"""

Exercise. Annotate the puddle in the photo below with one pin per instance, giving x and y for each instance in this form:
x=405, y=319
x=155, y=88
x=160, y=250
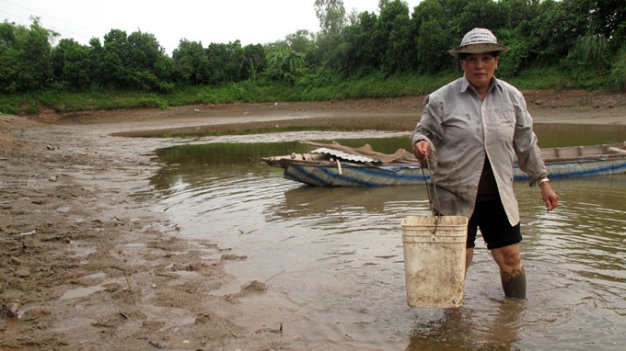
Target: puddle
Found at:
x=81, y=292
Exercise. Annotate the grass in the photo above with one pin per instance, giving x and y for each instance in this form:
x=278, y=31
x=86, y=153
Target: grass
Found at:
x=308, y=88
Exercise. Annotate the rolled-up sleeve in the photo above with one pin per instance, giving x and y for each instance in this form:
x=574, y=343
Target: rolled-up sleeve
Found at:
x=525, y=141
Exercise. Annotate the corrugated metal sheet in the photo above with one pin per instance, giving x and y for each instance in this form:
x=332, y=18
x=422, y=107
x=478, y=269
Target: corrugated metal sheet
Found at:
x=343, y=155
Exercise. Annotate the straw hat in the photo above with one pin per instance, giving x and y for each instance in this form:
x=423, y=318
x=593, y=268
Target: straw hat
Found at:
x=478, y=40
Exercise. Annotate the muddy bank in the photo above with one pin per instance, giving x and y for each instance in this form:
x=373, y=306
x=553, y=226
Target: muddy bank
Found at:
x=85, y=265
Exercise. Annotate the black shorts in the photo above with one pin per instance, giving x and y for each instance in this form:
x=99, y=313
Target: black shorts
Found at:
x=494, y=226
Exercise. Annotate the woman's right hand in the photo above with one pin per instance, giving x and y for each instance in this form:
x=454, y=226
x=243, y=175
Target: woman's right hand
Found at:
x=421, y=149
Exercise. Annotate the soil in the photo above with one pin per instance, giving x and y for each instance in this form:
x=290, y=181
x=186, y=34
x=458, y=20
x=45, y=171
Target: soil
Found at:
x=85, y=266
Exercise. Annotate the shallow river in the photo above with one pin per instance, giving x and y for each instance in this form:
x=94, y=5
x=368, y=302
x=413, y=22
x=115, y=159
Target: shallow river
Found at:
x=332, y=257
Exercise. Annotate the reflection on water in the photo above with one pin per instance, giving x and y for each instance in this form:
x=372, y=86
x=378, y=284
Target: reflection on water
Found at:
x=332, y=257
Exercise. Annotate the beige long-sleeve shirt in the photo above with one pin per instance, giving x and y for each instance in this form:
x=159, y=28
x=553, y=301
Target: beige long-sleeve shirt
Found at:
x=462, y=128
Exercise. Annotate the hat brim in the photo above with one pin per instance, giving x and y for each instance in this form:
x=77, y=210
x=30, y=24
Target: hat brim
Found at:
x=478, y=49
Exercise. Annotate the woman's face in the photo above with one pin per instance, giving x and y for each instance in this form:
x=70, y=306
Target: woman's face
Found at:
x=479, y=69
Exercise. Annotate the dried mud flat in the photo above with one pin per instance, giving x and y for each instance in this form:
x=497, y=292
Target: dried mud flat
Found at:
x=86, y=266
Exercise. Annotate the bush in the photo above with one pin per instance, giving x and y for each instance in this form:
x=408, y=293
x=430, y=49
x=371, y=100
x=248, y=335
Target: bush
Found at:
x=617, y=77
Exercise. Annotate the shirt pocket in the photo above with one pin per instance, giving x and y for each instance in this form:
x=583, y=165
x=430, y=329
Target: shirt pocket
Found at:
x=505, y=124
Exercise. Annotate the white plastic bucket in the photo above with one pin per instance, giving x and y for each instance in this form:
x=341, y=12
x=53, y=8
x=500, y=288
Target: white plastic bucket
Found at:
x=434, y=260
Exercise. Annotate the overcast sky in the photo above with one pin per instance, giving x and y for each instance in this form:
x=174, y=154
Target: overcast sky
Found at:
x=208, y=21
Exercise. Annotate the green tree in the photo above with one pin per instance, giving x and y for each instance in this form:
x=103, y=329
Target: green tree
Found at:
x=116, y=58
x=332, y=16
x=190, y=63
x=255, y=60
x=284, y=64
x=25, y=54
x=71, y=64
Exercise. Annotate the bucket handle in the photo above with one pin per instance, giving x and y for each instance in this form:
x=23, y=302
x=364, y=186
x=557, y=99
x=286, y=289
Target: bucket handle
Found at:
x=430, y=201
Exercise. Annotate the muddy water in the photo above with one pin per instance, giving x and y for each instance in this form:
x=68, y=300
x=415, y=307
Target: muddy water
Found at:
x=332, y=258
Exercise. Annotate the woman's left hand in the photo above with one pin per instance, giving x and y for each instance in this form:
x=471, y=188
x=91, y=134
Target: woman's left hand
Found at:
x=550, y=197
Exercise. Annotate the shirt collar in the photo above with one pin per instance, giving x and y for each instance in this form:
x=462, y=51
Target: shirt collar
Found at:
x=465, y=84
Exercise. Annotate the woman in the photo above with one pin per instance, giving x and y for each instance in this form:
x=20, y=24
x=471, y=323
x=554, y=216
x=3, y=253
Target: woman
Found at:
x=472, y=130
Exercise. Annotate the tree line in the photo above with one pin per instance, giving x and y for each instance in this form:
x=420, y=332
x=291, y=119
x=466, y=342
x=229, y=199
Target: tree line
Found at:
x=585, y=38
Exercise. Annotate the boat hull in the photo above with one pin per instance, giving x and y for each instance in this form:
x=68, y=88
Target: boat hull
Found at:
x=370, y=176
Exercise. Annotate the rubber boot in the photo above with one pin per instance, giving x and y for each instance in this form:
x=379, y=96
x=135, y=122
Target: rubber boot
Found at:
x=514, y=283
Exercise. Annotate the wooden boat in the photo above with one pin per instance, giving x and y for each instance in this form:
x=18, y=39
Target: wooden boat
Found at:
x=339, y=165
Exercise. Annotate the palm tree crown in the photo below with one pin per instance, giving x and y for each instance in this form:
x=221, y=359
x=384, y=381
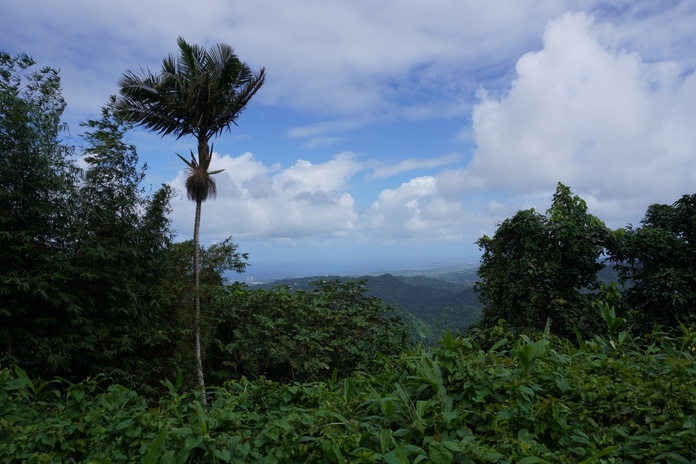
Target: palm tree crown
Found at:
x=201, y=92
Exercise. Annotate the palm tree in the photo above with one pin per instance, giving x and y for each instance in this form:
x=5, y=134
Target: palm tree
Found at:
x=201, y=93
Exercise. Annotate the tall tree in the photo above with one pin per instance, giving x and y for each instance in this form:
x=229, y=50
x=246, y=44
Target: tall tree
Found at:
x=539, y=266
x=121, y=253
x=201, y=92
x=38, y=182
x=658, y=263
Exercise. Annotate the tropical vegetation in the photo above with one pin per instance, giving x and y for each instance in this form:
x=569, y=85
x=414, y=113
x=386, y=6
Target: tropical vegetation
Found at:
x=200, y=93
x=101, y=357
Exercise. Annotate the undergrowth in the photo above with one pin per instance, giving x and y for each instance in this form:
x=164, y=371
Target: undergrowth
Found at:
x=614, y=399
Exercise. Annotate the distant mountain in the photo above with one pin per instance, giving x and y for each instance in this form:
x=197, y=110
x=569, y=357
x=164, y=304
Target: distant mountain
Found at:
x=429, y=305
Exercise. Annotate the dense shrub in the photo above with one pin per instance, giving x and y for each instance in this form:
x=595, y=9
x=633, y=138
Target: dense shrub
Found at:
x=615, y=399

"""
"""

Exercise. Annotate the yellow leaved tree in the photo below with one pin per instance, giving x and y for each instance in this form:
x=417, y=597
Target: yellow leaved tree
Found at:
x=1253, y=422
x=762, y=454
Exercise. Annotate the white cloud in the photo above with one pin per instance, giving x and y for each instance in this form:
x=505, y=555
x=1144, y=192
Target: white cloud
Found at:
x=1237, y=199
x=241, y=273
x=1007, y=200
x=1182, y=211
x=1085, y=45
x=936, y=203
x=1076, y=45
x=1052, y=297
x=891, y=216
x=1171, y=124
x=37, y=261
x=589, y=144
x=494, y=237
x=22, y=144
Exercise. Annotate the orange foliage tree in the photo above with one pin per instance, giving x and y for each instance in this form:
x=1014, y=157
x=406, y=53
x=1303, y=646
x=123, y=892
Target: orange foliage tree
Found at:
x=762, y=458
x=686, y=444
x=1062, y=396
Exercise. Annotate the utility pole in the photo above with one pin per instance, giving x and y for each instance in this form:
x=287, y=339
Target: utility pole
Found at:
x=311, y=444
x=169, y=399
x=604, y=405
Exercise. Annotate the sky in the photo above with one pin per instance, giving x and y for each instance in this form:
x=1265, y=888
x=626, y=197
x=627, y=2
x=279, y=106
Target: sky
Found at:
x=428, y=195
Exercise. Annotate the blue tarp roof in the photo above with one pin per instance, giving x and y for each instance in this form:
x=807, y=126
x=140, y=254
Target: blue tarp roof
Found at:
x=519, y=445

"""

*WHAT YOU WILL DO*: Set apart and copy each line of the records that holds the word "sheet".

*RESPONSE TO THE EXERCISE*:
Exercise. Annotate the corrugated metal sheet in the photo above with one pin per instance, giving x and y for each instance in this form:
Target: corrugated metal sheet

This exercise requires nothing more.